Extract:

Indian traditional medicinal plants in ophthalmic diseases

Sana Nafees 1, Jamal Akhtar 2, Jasbir Kaur 1,*
PMCID: PMC9768859  PMID: 36583172

Abstract

Objective:

Traditional herbal plants have been in use since ancient times to treat ophthalmic conditions; so, the aim of this study is to evaluate some potent Indian traditional medicinal plants used in ophthalmic diseases in order to summarize their potential effect in ophthalmology along with their mechanism of action.

Materials and Methods:

Databases PubMed, Google Scholar, and Embase were extensively explored. Additionally, relevant textbooks and literatures were consulted to summarize most of the considerable scientific literature for the review. Search term included ophthalmology, glaucoma, cataract, trachoma, conjunctivitis, traditional medicines, Unani drugs, and ayurvedic drugs were used. Around 80 review articles were consulted from the year 1982 to 2021.

Results:

The traditional medicinal plants are easily available, cost-effective and have no associated side effects in comparison to current conventional treatments. Moreover, these drugs in oppose to modern medicine, have an inherent potential to accelerate the body’s own immunity to fight against any infection. A large volume of scientific studies has reported the beneficial effects of traditional drugs in ophthalmology.

Conclusion:

This review, therefore, describes the potential benefits and uses of some traditional medicinal plants used in ophthalmic diseases.

Key Words: Ophthalmology, Atropa belladonna, Crocus sativus, Coptis teeta, Foeniculum vulgare, Gingko biloba

Introduction

The eye is the most important sensory organ of the body and it is extremely complex. Ophthalmic diseases afflict a substantial portion of the population and from ancient times humans have sought natural resources in the form of flora and fauna to treat eye diseases. WHO estimates that 80% of the world population rely on medicines of plant origin for their primary healthcare (WHO, 2019). Approximately there are 200 plants distributed worldwide that have been advocated in the treatment of eye disorders and numerous plant species have been documented in Traditional Indian Medicine for their ophthalmic effects (Pooja, 2014).

Nature has been an unlimited source of biologically-active compounds. Attempts have been made to investigate new compounds with an aim to provide substantial benefits to eye tissue and vision with less side effects and toxicity (Newman and Cragg, 2016). Emerging scientific evidence of antimicrobial, antibacterial, antioxidant, anti-inflammatory, wound-healing, antitumor, and antiangiogenic actions of traditional medicines have encouraged more research investment in this area (Pinheiro, 2018). The search for a drug that effectively lowers intraocular pressure, thereby controlling the progression of glaucoma, has led to the development of various ocular hypotensive agents, such as physostigmine from Physostigma venenosum Balf.

Input data:
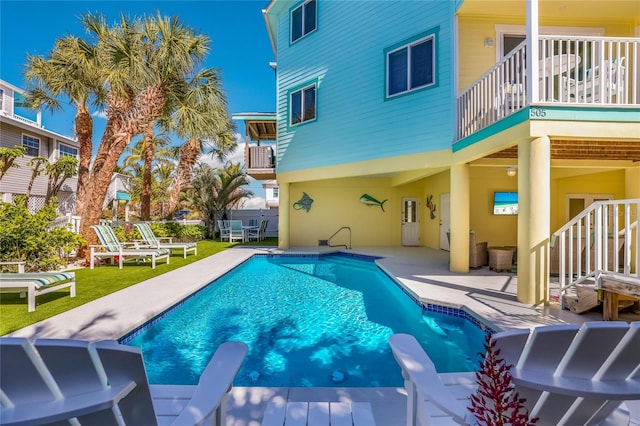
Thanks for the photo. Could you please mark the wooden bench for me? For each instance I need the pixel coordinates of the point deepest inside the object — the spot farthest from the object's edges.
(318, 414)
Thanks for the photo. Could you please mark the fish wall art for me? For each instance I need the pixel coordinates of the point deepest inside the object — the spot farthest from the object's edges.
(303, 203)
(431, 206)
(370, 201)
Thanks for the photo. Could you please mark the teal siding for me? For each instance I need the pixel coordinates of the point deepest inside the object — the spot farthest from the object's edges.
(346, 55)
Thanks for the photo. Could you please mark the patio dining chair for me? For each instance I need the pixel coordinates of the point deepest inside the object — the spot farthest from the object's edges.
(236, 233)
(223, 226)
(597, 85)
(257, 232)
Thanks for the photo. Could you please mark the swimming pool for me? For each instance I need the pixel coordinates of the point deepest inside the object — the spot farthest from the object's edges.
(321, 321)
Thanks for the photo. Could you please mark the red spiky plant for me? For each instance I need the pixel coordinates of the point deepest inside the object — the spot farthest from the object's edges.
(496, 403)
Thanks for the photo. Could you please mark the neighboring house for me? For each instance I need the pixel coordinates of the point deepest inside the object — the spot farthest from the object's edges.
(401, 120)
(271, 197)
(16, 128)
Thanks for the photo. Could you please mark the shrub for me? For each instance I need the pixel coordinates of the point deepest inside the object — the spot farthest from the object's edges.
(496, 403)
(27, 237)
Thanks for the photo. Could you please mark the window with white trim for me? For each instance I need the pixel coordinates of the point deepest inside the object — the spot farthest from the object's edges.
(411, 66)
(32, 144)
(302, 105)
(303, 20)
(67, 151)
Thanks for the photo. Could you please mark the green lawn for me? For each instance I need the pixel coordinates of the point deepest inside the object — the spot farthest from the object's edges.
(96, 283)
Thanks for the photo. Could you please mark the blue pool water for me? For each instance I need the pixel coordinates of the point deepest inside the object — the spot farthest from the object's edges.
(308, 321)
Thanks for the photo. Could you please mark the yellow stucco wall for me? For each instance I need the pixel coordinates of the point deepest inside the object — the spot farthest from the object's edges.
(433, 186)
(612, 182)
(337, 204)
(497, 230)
* * *
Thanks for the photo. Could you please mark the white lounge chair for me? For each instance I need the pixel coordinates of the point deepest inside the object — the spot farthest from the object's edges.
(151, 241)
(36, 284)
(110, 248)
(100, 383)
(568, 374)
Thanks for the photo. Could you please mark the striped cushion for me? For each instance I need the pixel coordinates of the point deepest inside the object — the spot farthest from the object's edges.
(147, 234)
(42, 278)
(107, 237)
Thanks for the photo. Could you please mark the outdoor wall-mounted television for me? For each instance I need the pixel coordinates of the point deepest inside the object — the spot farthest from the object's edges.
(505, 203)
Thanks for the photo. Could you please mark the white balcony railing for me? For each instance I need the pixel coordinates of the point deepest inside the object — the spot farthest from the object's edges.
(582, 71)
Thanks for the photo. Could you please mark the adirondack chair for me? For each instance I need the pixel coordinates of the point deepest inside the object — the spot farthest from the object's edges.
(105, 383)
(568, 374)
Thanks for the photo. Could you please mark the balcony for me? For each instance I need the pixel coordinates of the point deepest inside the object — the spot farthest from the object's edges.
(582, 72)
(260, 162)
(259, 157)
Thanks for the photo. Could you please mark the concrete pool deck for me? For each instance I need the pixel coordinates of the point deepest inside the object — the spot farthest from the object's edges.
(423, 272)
--
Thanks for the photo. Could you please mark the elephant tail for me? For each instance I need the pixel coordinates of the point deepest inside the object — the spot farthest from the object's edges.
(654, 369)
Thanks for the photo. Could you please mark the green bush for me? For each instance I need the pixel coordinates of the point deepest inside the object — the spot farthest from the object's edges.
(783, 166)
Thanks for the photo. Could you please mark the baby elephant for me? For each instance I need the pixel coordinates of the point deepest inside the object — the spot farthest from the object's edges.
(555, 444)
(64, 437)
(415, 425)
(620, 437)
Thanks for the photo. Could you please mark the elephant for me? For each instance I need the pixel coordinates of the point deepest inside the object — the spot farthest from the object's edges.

What this exercise asks:
• A. According to the review, how many review articles were consulted, and over what span of years?
• B. Using the review, mark each statement as yes or no.
(i) Embase was one of the databases searched.
(ii) WHO estimates that half of the world population relies on medicines of plant origin for primary healthcare.
(iii) Physostigmine is named as coming from Physostigma venenosum.
None of the entries is needed here.

Answers below:
• A. Around 80 review articles, from 1982 to 2021.

• B.
(i) Yes: "Databases PubMed, Google Scholar, and Embase were extensively explored."
(ii) No: "WHO estimates that 80% of the world population rely on medicines of plant origin for their primary healthcare"
(iii) Yes: "such as physostigmine from Physostigma venenosum Balf."